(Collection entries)
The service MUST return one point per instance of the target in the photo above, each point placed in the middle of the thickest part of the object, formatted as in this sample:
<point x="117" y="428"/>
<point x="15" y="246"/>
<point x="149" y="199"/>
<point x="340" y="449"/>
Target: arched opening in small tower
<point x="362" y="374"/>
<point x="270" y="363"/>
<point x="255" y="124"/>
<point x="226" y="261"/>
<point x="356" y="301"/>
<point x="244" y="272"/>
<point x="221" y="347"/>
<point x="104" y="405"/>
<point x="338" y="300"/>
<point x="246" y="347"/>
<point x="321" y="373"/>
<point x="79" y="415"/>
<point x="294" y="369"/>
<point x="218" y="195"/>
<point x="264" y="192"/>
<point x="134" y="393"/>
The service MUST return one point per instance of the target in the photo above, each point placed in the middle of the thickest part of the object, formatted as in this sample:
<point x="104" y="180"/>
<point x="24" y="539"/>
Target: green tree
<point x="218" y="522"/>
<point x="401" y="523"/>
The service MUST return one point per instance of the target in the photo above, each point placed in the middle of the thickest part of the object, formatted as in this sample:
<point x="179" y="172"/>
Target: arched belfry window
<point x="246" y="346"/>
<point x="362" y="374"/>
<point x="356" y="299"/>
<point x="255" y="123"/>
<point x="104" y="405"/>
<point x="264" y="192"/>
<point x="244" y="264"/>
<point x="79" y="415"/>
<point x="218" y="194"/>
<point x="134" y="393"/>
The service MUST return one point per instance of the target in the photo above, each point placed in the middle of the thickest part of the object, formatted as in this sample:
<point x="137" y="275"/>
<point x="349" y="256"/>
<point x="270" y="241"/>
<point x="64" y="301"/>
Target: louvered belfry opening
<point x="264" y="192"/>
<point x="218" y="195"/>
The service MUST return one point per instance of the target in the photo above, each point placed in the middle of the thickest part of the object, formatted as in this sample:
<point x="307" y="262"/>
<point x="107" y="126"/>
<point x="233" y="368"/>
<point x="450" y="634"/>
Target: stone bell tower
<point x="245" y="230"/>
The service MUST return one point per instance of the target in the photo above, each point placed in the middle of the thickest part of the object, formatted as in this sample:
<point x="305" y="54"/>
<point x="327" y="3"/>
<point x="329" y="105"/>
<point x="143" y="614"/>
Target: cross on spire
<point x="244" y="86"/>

* [TASK TO CARRY OUT] Give the listing above again, word for word.

* [EXPECTED OUTPUT]
The service MUST return one point per instance of the target in the photo above, each point placed in the middle of the thickest part of the object, formatted as in this sample:
<point x="117" y="428"/>
<point x="15" y="246"/>
<point x="149" y="199"/>
<point x="340" y="449"/>
Target: arched opening in small tower
<point x="362" y="374"/>
<point x="270" y="363"/>
<point x="255" y="124"/>
<point x="226" y="261"/>
<point x="356" y="301"/>
<point x="244" y="272"/>
<point x="221" y="347"/>
<point x="104" y="405"/>
<point x="338" y="300"/>
<point x="246" y="347"/>
<point x="321" y="373"/>
<point x="79" y="415"/>
<point x="294" y="369"/>
<point x="218" y="195"/>
<point x="264" y="192"/>
<point x="134" y="393"/>
The service MUST return one point per instance of the target in the photo above, each point placed in the middle of the thickest part of the object, formatted as in this sample:
<point x="104" y="180"/>
<point x="24" y="539"/>
Target: green tree
<point x="218" y="522"/>
<point x="401" y="523"/>
The service MUST return one point per instance of the target in the photo above, each point placed in the middle of the thickest part of the object, formatted as in this sample:
<point x="179" y="172"/>
Target: arched belfry window
<point x="246" y="346"/>
<point x="362" y="374"/>
<point x="356" y="299"/>
<point x="255" y="123"/>
<point x="104" y="405"/>
<point x="264" y="192"/>
<point x="244" y="264"/>
<point x="79" y="415"/>
<point x="218" y="194"/>
<point x="134" y="393"/>
The service MUST return one point per instance of the target in the photo above, each point placed in the middle of the thickest part of the object, formatted as in this sample:
<point x="137" y="275"/>
<point x="349" y="256"/>
<point x="270" y="241"/>
<point x="64" y="301"/>
Target: louvered belfry opening
<point x="264" y="192"/>
<point x="218" y="195"/>
The service MUST return one point per instance of the target in the photo above, each point placed in the middle of the thickest part of the object, formatted as in this sample:
<point x="307" y="262"/>
<point x="107" y="126"/>
<point x="233" y="368"/>
<point x="450" y="634"/>
Target: stone bell tower
<point x="245" y="230"/>
The service MUST return one point per instance of the target in the photo above, each point placed in the middle of the thickest part of the object, formatted as in this sample:
<point x="305" y="54"/>
<point x="327" y="3"/>
<point x="329" y="105"/>
<point x="143" y="614"/>
Target: cross on spire
<point x="244" y="86"/>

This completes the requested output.